Bolton hospital workers strike as subsidiary company refuses NHS pay rates

Save our NHS demo 4.3.17, photo Mary Finch

Save our NHS demo 4.3.17, photo Mary Finch   (Click to enlarge: opens in new window)

Steve North, Salford Socialist Party

Cleaners, catering staff and porters at Royal Bolton Hospital struck for 48 hours on 11 and 12 October over pay. The strikers are organised by public service union Unison.

Their employer, iFM Bolton, is a ‘wholly owned subsidiary’ of Royal Bolton NHS Foundation Trust. It refuses to pay the recent NHS wage increase – because its workers are technically not employed by the NHS.

The recent three-year NHS pay deal, while not good enough, does mean that workers in the health service’s ‘Agenda for Change’ pay system will earn a minimum of £9.89 an hour by 2020.

Despite signing an agreement in 2017 stating it would implement any nationally agreed NHS pay rates, the most iFM has been willing to offer is £8.75 an hour. Even that was only after the workforce challenged management.

[Dataset records]

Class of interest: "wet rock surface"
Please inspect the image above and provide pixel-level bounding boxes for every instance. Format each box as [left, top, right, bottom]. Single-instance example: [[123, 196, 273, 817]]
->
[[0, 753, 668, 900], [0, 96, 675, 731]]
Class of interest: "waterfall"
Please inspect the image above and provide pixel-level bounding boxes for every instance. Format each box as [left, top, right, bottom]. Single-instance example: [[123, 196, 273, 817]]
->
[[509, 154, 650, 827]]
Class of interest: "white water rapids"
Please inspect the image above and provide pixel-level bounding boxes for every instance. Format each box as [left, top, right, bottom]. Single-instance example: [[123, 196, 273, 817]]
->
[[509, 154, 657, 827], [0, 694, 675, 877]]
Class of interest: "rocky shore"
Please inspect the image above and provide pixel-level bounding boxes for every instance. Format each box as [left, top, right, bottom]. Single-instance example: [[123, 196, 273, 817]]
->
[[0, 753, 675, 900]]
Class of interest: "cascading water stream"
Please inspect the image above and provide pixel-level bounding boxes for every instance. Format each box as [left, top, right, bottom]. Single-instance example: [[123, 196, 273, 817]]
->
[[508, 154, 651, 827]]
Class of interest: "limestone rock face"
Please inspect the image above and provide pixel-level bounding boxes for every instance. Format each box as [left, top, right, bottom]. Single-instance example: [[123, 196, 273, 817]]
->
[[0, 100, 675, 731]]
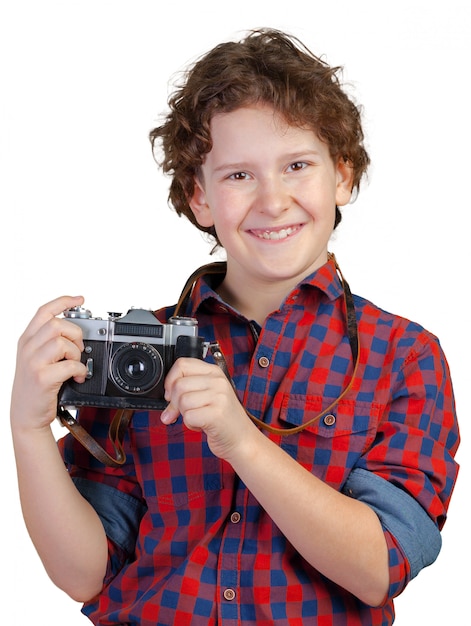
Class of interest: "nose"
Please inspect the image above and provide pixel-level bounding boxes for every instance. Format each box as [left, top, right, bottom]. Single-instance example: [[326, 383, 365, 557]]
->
[[255, 176, 291, 217]]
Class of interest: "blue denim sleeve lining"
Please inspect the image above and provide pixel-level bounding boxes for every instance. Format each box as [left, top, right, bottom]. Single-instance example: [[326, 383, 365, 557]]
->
[[342, 468, 442, 579], [73, 478, 147, 555]]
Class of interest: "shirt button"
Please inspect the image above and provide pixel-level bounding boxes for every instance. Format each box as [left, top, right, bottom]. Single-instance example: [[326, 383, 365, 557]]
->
[[223, 589, 235, 602], [324, 413, 335, 426], [258, 356, 270, 367]]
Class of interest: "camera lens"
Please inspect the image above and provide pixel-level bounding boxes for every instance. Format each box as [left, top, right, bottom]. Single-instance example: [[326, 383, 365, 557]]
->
[[110, 342, 163, 394]]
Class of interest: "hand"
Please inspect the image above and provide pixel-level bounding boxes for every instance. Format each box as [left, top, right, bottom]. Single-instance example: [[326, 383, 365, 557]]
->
[[161, 358, 257, 462], [11, 296, 86, 430]]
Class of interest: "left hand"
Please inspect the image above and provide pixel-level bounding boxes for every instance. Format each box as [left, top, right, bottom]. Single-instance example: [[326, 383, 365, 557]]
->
[[161, 358, 257, 462]]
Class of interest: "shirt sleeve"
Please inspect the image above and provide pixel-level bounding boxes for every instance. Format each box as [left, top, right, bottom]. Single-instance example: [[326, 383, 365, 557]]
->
[[354, 331, 459, 591], [58, 407, 147, 576]]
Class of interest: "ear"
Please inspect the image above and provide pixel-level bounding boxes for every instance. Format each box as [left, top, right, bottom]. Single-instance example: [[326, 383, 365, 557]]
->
[[335, 157, 353, 206], [188, 177, 214, 227]]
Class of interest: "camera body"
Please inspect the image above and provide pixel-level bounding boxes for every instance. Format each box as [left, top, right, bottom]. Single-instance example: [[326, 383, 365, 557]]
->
[[58, 307, 207, 409]]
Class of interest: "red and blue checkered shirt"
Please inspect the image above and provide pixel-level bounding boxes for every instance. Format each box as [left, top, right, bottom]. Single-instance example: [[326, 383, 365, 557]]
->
[[59, 261, 459, 626]]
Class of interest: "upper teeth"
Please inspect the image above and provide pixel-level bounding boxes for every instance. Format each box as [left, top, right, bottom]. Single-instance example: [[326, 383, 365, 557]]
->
[[259, 227, 295, 239]]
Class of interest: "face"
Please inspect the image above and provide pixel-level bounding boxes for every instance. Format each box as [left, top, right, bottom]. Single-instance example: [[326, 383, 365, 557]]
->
[[190, 106, 352, 286]]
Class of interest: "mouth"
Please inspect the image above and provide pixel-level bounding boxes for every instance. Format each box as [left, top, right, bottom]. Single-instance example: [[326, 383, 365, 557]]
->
[[250, 224, 302, 241]]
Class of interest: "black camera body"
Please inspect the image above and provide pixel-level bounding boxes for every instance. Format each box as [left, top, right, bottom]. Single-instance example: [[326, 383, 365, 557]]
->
[[58, 307, 207, 410]]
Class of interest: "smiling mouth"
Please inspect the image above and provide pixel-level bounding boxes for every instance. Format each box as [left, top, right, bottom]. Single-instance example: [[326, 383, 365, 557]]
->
[[252, 224, 301, 241]]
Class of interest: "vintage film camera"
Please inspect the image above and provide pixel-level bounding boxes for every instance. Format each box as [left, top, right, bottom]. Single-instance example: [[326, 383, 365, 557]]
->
[[58, 307, 207, 409]]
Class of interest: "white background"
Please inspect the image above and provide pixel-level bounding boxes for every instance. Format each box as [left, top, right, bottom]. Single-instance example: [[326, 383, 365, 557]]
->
[[0, 0, 471, 626]]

Exercise set:
1 – Rewrite the paragraph beginning "Despite signing an agreement in 2017" from the article on the Bolton hospital strike as a short bulleted list that keeps its main facts.
2 – Carry the article on the Bolton hospital strike forward with a few more paragraphs, starting after its last sentence.
The data plays no part in this.

Responses by task:
1 –
- In 2017, iFM signed an agreement stating it would implement any nationally agreed NHS pay rates.
- The most it has been willing to offer is £8.75 an hour.
- It offered even that only after the workforce challenged management.

2 –
Socialist Party members attended picket lines on the Thursday and Friday morning. We spoke to a determined workforce, which rightly insists it should be treated the same as any other NHS workers.

On Friday lunchtime, pickets and supporters battled heavy rain in Bolton to hold a strike rally. The highlight was a message of support from Joanne, a Unison member in Wigan who was part of the recent victory against Wrightington, Wigan and Leigh NHS Trust. Workers prevented the establishment of another such wholly owned subsidiary through industrial action.

The message from the iFM workers was clear. Yes we want NHS pay, but we won’t stop fighting until we’re employed directly by the NHS!